▸ Record extracts
↓↓↓
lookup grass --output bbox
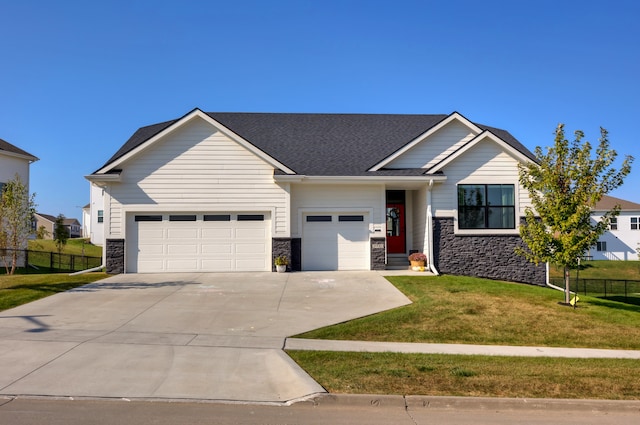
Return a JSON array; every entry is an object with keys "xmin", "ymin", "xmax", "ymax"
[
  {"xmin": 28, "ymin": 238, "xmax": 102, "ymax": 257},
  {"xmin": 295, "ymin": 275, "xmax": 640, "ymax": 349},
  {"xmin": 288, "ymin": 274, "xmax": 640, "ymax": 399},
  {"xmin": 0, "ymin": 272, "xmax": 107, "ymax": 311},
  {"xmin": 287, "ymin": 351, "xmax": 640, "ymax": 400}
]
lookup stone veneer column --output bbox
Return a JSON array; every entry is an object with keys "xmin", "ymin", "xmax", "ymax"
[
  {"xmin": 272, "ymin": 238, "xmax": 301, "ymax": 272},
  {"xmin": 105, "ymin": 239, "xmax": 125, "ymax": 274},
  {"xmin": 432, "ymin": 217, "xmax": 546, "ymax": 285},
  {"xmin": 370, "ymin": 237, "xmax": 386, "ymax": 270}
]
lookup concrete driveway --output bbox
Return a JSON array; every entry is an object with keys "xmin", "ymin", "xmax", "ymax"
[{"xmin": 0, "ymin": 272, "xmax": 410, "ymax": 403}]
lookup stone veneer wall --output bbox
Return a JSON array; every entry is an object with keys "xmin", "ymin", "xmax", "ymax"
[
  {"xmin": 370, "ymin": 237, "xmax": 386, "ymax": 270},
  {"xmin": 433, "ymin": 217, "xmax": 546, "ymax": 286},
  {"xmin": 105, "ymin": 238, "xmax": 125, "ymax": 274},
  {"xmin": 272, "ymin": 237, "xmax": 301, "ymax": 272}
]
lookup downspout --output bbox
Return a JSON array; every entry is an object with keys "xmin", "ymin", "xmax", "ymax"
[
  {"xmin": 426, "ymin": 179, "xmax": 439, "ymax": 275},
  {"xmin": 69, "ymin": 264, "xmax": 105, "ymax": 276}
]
↑↑↑
↓↓↓
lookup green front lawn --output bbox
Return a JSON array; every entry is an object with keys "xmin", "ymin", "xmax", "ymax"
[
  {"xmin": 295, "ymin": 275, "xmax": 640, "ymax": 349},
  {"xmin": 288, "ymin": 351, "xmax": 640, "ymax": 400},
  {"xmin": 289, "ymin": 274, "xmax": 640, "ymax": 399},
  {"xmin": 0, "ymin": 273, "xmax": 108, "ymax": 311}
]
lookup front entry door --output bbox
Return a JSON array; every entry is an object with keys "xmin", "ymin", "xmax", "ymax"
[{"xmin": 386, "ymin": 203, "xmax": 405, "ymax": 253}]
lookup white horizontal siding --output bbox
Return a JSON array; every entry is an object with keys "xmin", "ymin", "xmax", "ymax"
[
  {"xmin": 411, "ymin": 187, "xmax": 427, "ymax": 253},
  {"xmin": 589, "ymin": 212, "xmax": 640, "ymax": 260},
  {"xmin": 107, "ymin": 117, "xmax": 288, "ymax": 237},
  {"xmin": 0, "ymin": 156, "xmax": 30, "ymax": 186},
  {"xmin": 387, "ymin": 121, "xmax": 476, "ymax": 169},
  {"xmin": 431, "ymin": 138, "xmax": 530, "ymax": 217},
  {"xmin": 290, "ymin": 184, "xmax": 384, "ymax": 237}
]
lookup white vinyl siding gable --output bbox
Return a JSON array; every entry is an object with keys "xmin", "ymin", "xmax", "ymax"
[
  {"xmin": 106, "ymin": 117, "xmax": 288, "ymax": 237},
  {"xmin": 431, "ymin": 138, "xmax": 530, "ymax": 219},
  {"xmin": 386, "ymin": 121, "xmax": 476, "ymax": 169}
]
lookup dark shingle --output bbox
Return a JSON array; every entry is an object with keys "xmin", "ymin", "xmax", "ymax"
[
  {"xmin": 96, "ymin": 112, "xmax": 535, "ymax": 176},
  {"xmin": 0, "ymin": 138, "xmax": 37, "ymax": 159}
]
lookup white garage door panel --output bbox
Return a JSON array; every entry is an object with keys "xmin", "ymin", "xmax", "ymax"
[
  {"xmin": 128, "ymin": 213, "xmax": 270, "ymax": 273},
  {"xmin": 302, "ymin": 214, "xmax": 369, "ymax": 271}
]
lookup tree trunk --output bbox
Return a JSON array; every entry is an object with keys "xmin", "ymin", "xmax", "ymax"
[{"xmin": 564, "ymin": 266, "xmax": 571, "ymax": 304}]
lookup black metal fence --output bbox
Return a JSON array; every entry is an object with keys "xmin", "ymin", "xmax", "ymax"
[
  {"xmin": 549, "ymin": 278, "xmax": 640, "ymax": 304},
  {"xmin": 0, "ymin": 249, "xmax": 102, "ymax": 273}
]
↑↑↑
▸ Assignment
An exact copy of the lines above, from the one containing "lookup green front lawn --output bbox" down to the one containing "lookup white horizontal siding --output bbox" and including both, is the whole answer; retype it and nothing else.

▸ Solution below
lookup green front lawn --output bbox
Return a JSON array; every entry is an object with keys "xmin", "ymin", "xmax", "ymax"
[
  {"xmin": 295, "ymin": 275, "xmax": 640, "ymax": 349},
  {"xmin": 288, "ymin": 351, "xmax": 640, "ymax": 400},
  {"xmin": 289, "ymin": 274, "xmax": 640, "ymax": 399},
  {"xmin": 0, "ymin": 273, "xmax": 108, "ymax": 311}
]
lookup front entry door --output bbox
Return a JSON array; every entry is an object with keys "xmin", "ymin", "xmax", "ymax"
[{"xmin": 386, "ymin": 203, "xmax": 405, "ymax": 253}]
lookup white horizontal siding --output bbox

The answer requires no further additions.